Requirements: Collect every line in the records below that contains the word "shrub", treating uppercase and lowercase letters as different.

-- START OF Provided information --

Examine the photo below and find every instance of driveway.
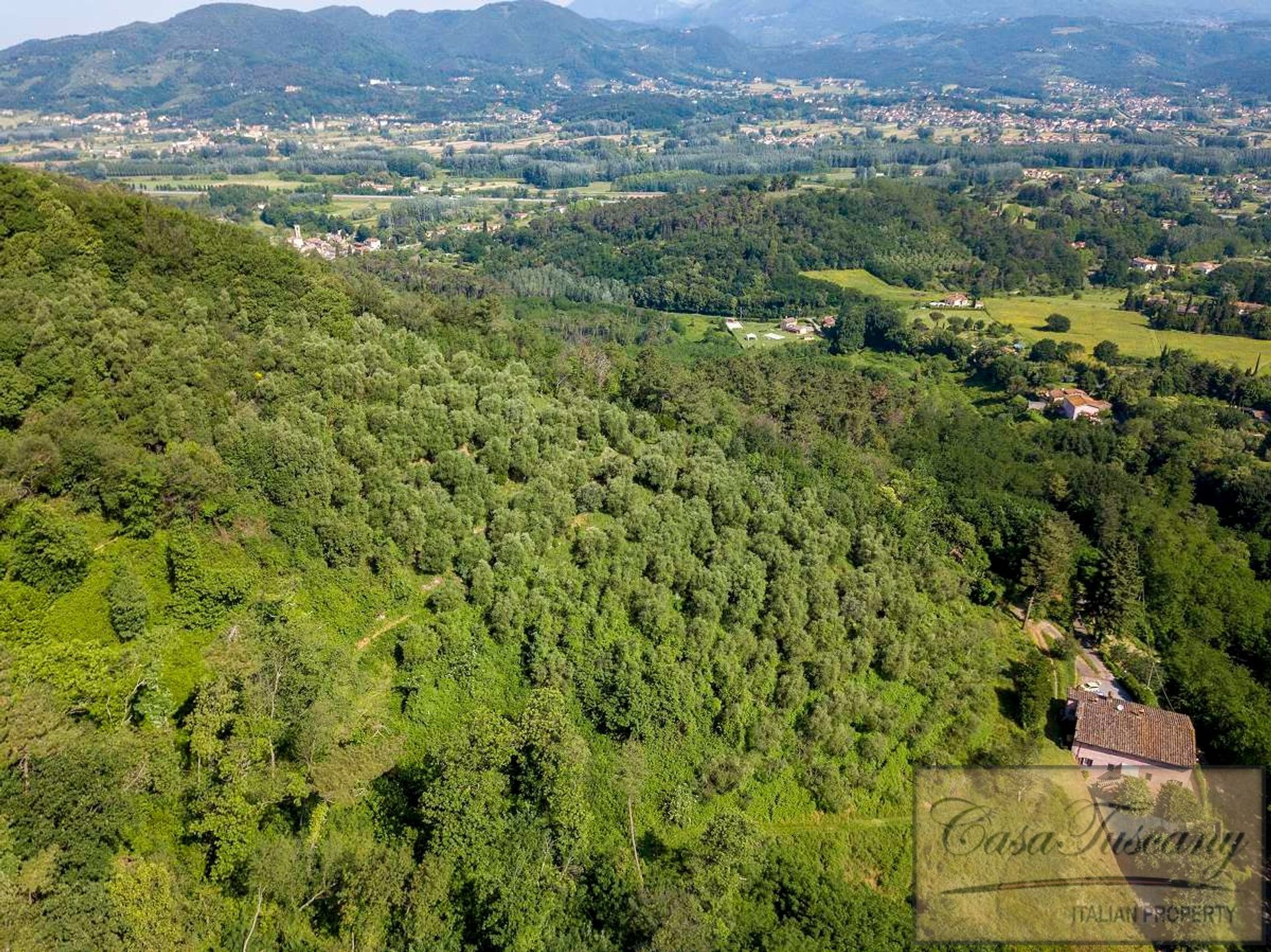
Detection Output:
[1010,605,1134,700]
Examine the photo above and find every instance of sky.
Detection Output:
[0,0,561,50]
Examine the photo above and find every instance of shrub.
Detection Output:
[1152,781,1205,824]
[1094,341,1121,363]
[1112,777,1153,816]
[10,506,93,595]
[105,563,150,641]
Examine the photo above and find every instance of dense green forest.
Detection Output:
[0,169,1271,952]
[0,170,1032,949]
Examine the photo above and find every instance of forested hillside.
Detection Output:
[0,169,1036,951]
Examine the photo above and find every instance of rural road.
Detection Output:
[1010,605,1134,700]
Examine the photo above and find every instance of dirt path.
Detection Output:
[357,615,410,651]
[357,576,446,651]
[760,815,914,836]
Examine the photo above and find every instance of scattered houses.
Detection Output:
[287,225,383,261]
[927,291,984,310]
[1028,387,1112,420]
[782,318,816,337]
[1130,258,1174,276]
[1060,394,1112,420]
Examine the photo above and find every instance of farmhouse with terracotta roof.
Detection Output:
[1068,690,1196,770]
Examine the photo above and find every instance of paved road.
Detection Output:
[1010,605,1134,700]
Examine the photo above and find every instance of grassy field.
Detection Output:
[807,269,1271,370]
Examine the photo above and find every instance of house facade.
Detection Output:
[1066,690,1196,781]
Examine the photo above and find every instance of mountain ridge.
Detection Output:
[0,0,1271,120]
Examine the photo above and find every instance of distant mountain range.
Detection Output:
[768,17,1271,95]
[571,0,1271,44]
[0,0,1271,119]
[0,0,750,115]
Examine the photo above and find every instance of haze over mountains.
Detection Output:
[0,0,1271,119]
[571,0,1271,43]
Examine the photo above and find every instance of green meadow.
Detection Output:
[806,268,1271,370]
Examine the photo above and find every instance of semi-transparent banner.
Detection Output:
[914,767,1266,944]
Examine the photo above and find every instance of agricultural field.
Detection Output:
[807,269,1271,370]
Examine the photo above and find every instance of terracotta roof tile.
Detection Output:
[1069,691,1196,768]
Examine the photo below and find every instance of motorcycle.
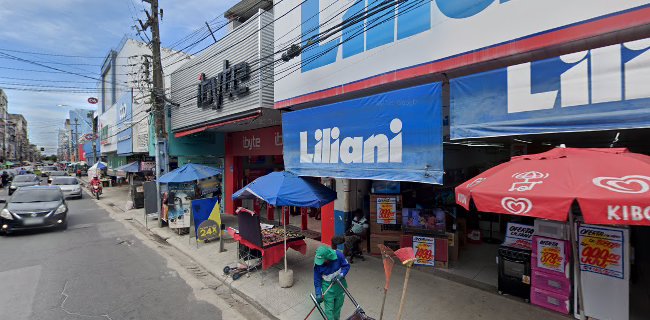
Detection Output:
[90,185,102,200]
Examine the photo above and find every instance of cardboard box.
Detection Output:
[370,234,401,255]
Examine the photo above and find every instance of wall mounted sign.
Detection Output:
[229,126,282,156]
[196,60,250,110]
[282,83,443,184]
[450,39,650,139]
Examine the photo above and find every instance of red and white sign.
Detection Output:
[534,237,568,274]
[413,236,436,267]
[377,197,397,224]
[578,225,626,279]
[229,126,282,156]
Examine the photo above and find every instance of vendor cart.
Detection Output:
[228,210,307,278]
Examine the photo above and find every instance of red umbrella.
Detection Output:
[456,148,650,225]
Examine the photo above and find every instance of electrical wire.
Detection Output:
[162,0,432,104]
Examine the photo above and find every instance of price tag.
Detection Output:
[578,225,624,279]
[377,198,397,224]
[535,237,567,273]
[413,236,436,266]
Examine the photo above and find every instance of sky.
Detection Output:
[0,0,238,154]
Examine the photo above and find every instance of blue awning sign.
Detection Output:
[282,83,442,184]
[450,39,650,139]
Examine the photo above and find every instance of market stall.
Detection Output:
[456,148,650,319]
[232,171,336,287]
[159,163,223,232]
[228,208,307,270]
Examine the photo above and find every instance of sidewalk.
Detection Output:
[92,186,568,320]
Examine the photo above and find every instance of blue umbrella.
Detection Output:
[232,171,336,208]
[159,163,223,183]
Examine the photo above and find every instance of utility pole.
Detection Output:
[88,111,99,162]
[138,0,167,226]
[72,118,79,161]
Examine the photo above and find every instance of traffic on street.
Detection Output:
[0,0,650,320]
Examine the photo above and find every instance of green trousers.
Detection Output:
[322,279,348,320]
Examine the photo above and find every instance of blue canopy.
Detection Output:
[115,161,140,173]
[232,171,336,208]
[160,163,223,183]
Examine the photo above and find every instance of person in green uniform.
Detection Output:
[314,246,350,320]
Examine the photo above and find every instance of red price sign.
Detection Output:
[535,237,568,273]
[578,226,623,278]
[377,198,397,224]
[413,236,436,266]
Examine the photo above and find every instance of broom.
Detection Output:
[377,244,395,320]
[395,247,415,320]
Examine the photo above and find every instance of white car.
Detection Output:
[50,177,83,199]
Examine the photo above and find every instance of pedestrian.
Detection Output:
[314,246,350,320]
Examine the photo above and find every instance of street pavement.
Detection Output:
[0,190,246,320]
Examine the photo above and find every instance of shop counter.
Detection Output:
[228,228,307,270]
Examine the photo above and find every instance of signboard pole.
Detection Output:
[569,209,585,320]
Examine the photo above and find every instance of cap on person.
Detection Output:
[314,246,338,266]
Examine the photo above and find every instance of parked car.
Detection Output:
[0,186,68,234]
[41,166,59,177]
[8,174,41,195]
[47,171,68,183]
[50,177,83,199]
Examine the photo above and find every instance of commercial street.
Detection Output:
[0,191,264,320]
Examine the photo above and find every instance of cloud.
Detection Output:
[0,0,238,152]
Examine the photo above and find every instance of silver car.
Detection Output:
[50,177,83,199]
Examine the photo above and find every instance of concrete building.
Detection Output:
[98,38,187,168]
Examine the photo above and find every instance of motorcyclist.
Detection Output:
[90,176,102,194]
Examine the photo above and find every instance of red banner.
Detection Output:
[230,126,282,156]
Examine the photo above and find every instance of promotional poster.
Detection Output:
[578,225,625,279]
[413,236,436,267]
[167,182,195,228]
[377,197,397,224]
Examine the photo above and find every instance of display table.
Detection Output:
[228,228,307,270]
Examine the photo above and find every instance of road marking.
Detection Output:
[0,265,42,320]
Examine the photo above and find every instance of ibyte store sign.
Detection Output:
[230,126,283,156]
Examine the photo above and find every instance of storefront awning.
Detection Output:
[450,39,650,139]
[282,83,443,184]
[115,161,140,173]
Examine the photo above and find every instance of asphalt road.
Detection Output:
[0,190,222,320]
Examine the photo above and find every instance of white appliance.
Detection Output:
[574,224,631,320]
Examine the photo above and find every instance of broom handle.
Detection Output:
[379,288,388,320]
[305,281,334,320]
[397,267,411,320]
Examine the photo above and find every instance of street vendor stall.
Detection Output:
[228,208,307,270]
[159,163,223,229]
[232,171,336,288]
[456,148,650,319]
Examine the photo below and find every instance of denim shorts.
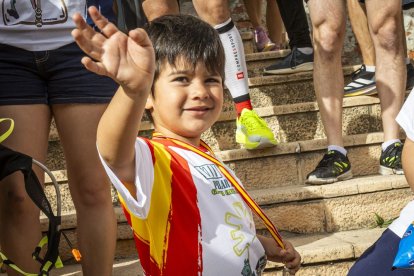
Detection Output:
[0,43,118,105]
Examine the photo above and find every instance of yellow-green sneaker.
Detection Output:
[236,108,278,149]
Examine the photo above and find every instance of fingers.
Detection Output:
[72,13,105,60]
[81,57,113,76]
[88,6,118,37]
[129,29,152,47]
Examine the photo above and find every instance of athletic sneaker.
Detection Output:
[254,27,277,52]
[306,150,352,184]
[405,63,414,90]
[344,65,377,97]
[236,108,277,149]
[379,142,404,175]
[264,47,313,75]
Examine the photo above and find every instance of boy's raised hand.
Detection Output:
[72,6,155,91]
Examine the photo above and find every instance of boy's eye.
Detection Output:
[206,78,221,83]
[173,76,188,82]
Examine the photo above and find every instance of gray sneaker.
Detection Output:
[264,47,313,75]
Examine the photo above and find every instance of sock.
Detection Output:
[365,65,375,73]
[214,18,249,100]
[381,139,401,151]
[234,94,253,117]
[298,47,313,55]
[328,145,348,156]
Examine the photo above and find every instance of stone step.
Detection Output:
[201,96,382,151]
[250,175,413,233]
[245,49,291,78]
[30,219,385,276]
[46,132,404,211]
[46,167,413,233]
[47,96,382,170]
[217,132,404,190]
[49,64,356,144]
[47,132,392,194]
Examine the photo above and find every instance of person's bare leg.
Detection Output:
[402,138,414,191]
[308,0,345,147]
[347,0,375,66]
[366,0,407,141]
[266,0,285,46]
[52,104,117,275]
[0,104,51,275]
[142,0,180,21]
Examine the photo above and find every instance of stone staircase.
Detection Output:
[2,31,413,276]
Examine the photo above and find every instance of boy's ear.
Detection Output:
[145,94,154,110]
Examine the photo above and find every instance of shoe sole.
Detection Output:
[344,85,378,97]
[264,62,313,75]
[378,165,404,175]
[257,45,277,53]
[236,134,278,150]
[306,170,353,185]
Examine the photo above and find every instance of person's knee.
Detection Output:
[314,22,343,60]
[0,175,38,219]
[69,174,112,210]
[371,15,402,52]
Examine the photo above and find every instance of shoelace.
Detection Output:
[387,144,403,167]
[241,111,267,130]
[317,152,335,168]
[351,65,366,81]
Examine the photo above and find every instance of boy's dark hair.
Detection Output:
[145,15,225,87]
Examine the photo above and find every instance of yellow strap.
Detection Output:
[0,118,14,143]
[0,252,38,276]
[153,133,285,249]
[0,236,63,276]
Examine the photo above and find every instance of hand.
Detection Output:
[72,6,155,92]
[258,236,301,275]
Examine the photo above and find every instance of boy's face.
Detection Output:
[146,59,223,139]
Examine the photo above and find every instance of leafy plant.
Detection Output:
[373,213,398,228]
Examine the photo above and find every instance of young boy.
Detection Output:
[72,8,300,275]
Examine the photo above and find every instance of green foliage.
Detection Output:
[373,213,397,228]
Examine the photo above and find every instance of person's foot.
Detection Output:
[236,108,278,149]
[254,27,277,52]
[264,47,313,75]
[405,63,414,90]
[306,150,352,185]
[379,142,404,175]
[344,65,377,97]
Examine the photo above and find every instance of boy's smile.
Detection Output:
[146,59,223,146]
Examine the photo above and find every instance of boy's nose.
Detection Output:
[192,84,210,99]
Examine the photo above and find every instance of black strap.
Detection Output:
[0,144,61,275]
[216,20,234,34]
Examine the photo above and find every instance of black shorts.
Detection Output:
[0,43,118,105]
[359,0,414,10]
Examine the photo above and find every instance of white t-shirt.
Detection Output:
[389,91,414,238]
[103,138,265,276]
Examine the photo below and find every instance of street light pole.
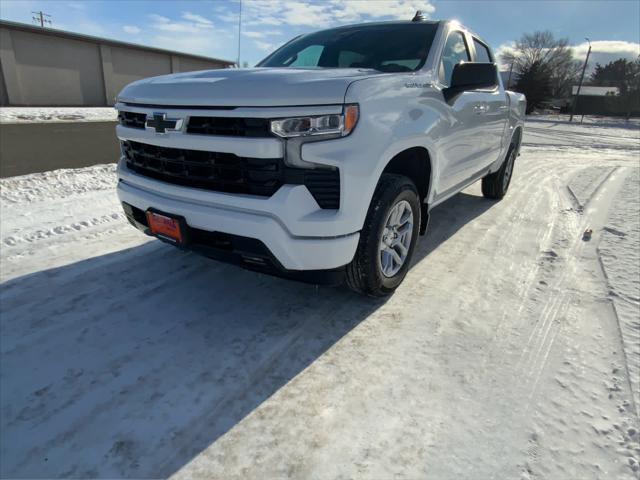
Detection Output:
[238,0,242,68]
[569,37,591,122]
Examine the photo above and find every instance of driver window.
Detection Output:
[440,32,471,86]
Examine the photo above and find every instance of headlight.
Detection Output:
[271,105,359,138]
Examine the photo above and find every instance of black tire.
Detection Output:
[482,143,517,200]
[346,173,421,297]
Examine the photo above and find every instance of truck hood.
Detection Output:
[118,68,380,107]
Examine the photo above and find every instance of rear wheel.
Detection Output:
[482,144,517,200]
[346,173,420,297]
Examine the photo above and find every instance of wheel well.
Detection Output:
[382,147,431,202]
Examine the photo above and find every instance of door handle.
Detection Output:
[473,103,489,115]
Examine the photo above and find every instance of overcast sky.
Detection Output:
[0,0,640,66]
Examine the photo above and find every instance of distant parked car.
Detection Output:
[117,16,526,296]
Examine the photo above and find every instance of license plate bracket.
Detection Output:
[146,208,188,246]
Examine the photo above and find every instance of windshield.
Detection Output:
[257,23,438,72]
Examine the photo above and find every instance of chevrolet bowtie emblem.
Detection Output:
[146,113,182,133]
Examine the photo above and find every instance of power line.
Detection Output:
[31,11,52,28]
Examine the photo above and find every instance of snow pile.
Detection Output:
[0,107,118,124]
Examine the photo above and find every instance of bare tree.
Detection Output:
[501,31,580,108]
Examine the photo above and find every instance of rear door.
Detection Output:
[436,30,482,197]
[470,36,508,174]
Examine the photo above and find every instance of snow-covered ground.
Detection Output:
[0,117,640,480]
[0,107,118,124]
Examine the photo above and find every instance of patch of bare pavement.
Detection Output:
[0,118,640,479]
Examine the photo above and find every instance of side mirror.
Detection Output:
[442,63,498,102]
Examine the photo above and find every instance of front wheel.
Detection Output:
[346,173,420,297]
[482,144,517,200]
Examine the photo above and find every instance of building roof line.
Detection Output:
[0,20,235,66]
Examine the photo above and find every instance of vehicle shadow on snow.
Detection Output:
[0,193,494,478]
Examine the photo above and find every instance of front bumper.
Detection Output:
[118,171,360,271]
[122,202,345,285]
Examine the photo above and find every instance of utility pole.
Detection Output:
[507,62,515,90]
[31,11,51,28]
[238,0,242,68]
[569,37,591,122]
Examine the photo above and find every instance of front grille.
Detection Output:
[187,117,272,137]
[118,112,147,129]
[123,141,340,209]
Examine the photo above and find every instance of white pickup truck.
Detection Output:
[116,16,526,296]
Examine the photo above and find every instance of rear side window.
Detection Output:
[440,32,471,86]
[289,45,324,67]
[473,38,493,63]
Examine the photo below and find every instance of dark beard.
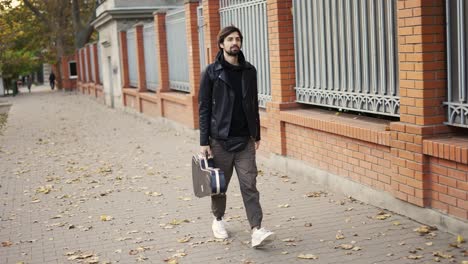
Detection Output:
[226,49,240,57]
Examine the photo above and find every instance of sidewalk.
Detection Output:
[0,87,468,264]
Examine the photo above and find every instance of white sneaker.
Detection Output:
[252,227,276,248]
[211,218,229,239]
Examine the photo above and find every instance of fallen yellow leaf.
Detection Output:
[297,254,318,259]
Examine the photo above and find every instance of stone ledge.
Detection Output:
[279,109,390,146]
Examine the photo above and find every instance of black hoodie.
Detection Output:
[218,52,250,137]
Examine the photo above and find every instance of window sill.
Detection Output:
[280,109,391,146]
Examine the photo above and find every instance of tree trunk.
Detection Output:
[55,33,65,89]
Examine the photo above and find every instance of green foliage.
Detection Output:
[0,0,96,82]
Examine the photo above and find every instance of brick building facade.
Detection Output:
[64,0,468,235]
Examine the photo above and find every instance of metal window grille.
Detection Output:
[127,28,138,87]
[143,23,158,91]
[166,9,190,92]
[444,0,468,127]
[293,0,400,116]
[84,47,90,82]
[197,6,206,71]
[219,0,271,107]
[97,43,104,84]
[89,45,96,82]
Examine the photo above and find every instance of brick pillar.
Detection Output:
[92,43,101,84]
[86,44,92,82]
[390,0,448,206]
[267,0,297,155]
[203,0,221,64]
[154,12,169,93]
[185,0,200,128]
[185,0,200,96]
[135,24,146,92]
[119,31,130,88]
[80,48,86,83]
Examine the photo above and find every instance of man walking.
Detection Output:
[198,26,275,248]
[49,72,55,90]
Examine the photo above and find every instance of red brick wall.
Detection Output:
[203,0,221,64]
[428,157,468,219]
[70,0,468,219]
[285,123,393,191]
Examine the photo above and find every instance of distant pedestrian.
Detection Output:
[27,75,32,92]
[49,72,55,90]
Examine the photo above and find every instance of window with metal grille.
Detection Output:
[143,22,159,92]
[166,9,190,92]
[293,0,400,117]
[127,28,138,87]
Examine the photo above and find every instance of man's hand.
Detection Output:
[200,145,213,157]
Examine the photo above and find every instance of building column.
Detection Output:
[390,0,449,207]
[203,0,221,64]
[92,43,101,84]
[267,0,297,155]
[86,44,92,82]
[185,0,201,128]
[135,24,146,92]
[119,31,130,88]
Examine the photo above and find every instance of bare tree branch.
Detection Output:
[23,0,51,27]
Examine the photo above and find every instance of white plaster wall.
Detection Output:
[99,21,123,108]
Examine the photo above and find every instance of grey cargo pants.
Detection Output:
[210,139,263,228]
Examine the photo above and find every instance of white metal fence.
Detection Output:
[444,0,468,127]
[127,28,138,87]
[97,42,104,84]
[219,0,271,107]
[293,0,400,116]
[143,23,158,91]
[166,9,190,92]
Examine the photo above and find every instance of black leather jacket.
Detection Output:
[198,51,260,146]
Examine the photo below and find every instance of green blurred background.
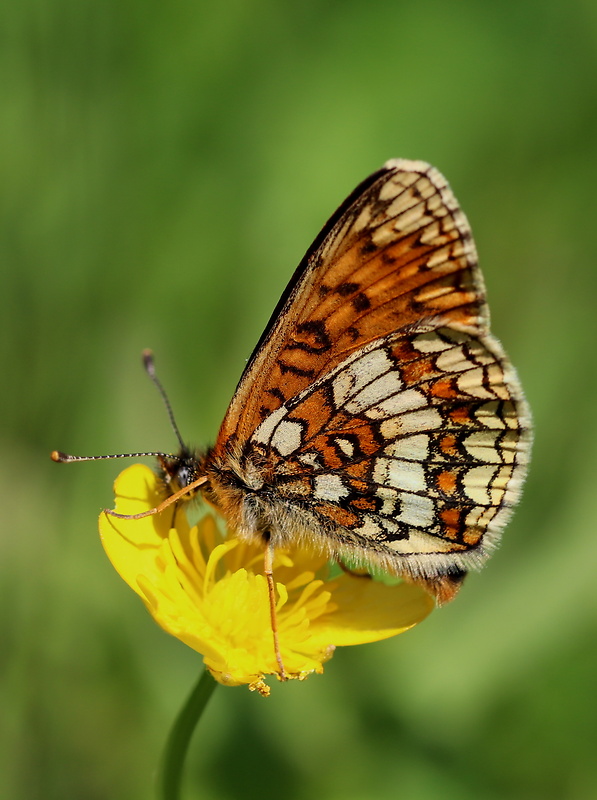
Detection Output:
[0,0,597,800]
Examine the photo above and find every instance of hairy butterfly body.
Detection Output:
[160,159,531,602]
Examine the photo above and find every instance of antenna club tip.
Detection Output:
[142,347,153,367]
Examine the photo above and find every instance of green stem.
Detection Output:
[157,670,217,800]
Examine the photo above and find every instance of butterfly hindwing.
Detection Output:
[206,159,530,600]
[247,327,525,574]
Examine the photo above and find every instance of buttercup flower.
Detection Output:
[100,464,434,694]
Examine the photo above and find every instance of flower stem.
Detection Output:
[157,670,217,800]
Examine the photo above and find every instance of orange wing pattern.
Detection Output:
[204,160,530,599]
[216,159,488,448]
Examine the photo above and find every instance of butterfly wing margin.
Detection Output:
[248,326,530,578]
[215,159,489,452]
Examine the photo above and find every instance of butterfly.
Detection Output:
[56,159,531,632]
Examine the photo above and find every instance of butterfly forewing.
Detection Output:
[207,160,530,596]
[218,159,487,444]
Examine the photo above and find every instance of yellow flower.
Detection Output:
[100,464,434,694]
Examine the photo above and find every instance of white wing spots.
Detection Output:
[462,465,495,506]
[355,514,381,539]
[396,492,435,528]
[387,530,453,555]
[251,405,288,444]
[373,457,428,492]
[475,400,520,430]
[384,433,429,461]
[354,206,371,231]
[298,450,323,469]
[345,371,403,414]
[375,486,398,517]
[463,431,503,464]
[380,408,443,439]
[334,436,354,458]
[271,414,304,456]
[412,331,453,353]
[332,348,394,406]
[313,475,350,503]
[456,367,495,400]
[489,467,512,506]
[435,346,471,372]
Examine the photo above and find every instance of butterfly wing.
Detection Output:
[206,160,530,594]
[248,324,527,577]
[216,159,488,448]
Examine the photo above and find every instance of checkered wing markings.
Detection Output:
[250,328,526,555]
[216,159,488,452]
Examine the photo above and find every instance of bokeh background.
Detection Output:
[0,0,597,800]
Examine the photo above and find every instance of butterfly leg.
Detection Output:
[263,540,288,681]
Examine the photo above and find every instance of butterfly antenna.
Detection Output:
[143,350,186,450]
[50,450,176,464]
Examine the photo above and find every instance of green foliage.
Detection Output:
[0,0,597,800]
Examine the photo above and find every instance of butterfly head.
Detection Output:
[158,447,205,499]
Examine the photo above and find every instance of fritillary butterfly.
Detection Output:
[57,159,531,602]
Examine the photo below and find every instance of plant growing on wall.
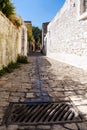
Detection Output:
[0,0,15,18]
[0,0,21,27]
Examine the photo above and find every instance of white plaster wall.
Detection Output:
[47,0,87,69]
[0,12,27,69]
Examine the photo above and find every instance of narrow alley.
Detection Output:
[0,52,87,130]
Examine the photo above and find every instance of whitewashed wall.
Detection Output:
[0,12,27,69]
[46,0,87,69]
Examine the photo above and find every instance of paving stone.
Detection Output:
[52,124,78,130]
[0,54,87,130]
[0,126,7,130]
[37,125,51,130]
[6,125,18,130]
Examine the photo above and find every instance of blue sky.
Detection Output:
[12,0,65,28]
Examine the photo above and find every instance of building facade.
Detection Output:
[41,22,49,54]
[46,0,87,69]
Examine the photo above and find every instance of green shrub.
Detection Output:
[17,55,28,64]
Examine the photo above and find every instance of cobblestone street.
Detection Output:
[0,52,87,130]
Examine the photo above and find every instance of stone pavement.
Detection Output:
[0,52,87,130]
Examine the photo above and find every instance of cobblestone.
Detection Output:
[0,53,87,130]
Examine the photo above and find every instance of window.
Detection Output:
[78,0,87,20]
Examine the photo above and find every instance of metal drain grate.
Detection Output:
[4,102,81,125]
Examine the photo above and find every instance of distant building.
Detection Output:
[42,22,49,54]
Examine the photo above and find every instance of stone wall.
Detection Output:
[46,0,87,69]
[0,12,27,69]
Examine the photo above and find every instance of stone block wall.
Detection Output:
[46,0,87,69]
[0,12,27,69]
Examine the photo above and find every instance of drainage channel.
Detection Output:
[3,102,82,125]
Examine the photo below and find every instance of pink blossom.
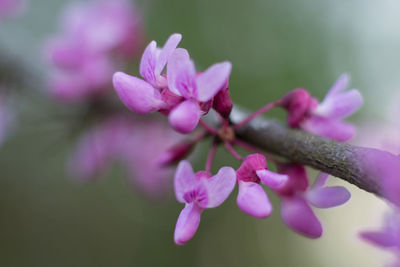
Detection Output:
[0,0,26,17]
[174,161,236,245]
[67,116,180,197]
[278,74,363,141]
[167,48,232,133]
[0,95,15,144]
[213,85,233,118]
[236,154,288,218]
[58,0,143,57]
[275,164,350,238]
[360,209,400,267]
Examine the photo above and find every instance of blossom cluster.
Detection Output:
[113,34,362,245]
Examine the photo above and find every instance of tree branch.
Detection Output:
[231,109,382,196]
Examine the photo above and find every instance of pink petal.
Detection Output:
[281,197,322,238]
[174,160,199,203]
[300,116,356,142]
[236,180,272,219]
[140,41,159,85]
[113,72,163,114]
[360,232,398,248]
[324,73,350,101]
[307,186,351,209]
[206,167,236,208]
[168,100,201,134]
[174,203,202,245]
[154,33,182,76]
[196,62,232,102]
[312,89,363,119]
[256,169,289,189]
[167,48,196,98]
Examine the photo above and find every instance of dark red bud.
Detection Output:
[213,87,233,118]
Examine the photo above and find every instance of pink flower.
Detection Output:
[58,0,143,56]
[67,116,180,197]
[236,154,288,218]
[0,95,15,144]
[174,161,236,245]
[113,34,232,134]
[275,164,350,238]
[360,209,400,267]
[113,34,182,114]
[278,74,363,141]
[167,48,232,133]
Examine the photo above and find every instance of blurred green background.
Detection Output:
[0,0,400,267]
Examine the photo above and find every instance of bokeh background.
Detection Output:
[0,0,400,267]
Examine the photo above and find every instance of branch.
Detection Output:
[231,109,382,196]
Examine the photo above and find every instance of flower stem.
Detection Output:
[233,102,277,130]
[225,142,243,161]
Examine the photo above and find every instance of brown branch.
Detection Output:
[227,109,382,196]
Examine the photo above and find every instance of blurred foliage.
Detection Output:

-- END OF Provided information --

Solved exercise:
Examine the photo above and find every instance of shrub.
Examine the photo above and find every instance of green shrub.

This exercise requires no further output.